Written task ▸ Would you copy word for word the stretch of the material from the line containing "the construction trailer." through the end of the material?

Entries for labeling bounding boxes
--*--

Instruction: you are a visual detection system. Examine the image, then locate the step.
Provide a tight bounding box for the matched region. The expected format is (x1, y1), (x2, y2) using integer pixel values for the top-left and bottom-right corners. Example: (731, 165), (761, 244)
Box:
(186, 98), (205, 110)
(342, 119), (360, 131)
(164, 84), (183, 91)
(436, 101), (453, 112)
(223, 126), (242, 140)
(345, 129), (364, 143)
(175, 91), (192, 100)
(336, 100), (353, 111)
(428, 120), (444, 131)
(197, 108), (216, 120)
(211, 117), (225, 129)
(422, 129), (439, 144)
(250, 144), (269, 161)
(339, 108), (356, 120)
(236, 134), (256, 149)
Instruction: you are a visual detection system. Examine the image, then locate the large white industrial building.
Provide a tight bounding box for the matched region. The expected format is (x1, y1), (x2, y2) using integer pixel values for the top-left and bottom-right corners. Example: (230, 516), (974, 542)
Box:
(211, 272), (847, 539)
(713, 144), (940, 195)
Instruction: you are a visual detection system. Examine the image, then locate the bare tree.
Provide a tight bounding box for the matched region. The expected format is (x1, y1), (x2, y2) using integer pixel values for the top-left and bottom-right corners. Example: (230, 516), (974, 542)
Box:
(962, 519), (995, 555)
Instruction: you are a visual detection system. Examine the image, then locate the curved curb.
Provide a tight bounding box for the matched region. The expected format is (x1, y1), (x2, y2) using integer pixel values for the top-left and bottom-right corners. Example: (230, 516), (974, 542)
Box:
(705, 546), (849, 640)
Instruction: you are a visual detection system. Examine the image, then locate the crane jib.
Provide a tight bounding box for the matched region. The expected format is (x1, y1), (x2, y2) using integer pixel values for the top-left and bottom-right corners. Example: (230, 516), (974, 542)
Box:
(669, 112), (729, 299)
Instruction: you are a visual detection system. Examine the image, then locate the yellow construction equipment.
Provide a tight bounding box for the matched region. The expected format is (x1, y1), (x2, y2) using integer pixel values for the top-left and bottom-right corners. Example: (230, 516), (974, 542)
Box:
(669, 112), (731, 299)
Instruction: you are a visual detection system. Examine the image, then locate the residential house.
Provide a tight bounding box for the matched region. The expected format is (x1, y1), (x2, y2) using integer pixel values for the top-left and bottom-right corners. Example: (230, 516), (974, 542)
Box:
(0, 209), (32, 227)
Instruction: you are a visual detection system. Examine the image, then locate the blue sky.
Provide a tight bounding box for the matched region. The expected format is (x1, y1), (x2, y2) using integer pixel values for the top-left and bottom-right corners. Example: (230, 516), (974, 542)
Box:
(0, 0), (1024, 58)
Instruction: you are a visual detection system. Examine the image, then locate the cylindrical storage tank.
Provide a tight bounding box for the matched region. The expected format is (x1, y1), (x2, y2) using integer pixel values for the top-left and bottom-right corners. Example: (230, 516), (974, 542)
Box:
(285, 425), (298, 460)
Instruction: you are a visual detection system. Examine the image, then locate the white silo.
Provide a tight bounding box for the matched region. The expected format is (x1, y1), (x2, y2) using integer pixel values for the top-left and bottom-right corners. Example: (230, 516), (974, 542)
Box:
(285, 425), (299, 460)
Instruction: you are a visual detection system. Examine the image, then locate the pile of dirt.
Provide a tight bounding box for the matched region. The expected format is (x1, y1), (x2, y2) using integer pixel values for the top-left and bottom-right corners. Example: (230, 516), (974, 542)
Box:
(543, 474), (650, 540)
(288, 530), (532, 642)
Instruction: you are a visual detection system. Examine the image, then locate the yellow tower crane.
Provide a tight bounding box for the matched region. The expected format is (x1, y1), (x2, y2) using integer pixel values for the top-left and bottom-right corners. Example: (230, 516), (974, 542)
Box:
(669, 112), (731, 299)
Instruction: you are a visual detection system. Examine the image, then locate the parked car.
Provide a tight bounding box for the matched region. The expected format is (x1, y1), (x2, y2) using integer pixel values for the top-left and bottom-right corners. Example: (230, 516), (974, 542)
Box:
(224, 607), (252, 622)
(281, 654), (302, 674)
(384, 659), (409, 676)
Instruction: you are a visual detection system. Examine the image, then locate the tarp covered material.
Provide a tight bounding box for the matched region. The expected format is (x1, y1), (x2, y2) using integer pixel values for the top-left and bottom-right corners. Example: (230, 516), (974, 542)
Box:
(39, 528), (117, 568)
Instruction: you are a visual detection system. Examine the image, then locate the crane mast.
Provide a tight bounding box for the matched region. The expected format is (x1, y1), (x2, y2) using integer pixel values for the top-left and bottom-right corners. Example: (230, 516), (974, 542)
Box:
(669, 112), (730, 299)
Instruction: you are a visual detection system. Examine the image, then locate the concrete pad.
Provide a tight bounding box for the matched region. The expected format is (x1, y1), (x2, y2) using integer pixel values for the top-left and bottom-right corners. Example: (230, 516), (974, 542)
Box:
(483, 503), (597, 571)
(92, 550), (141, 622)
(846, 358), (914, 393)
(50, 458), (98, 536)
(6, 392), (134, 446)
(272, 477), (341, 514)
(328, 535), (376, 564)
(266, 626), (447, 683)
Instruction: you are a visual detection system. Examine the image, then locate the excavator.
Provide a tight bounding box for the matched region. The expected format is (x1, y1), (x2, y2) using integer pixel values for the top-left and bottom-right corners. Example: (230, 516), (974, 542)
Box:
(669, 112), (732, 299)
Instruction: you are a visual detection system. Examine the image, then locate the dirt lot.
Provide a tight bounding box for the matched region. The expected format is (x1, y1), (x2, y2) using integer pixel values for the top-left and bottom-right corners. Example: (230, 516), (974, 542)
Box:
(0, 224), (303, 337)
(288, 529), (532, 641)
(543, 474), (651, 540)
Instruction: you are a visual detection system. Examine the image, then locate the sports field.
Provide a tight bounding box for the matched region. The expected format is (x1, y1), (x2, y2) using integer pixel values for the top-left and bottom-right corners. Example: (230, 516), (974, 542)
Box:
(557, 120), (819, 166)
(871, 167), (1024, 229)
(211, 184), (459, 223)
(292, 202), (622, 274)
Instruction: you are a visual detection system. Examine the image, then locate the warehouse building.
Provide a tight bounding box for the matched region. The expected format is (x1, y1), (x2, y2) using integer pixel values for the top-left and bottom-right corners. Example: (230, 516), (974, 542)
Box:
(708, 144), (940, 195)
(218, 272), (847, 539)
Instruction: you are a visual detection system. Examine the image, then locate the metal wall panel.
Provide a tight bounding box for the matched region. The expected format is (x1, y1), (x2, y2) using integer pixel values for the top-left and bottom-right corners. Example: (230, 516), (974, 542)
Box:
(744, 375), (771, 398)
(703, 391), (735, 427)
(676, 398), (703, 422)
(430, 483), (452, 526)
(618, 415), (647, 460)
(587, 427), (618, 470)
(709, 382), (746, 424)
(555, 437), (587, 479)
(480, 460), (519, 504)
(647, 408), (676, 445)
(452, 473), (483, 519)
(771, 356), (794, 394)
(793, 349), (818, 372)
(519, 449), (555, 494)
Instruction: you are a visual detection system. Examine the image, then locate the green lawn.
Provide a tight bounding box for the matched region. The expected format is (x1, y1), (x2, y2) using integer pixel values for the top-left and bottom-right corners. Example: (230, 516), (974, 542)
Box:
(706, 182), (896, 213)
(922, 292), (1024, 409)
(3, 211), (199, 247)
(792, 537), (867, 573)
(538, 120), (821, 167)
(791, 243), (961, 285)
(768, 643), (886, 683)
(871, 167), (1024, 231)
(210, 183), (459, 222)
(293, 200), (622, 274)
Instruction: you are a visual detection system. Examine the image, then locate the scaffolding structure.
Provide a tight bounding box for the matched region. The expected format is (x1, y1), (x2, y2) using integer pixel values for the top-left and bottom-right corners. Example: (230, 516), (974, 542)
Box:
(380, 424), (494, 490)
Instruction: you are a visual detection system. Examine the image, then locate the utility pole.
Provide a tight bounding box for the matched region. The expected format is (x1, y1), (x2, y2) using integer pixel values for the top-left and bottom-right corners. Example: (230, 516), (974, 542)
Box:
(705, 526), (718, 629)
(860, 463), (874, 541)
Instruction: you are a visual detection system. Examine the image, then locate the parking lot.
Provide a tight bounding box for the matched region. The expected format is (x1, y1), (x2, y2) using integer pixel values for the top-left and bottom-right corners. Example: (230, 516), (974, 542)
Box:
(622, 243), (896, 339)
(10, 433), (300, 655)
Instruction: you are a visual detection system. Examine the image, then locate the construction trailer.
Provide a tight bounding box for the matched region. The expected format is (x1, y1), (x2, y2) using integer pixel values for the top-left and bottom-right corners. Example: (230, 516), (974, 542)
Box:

--*--

Answer to this task ▸
Instruction: you are a visual detection system. Examine the image, then locate the construction trailer.
Provide a tight bounding box for the matched region. The expected format is (x1, y1), (x2, y2) using integer pixel values for the top-left and bottom-right corners. Example: (230, 516), (974, 542)
Box:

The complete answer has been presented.